- _Instruction_
The output should consist solely of the line containing "Mark one point per instance of the mountain slope" and the lines that follow it through the end of the data below.

(Lines of data)

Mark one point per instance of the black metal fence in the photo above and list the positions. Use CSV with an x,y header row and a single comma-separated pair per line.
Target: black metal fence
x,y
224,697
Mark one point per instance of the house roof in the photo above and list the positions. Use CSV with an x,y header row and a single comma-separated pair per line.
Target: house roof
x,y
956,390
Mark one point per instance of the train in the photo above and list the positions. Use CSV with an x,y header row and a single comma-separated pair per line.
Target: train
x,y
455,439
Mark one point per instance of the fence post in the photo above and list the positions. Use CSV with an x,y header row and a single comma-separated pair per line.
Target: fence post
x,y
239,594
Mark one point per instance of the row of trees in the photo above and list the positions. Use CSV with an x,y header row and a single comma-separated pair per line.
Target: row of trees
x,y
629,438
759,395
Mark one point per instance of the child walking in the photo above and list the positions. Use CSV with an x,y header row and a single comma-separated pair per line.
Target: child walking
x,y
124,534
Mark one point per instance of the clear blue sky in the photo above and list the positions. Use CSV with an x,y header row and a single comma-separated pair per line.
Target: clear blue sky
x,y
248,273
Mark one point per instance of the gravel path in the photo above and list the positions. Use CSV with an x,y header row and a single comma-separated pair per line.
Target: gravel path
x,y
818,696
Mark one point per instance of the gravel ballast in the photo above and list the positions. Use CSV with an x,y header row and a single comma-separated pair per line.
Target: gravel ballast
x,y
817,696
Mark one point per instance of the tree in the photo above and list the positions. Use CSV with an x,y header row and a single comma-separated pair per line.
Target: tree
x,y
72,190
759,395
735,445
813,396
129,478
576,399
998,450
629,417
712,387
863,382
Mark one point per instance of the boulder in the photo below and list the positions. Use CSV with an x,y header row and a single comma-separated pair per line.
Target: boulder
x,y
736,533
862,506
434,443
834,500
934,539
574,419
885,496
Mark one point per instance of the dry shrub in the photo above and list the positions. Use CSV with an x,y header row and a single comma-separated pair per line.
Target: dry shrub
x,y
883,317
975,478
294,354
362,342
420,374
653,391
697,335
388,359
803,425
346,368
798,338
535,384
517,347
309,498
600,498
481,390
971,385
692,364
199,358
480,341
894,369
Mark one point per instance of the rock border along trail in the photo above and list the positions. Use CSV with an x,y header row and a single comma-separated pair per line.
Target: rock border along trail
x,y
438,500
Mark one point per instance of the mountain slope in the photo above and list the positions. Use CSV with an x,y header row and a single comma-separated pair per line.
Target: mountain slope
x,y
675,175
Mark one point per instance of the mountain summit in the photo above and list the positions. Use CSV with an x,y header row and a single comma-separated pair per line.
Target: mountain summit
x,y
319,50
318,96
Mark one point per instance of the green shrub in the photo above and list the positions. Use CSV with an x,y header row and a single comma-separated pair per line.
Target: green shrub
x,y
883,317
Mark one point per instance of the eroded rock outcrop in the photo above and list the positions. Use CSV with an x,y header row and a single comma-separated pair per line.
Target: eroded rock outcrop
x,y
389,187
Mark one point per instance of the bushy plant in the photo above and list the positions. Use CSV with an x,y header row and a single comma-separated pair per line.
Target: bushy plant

- _The answer_
Mark one point per instance of the mountain slope in the photo above and list the positions. Use CSV with an x,y header row and a single comma-separated pair per line.
Target: mountain slope
x,y
675,175
Mark one point per instance of the mountain summit in the photo above and list the positions. Use CSV with an x,y header row and a single comma-separated pair per line.
Target: mountain summit
x,y
319,50
318,96
Mark one point per instance of the green shrub in the photo above and list the positions. Use CSV with an x,y header row and a single comma-separated pair per line.
Target: green shrub
x,y
883,317
Mark one point per instance of the eroded rock outcrop in the photo above and list the positions. Use CSV with an x,y header row and a single comma-separated pair per line.
Target: eroded rock outcrop
x,y
389,187
Mark one point per instance of the bushy plant in the photo above and list the positions. Use CSV with an x,y header row and a single comma-separated pair per line.
Target: bushy plant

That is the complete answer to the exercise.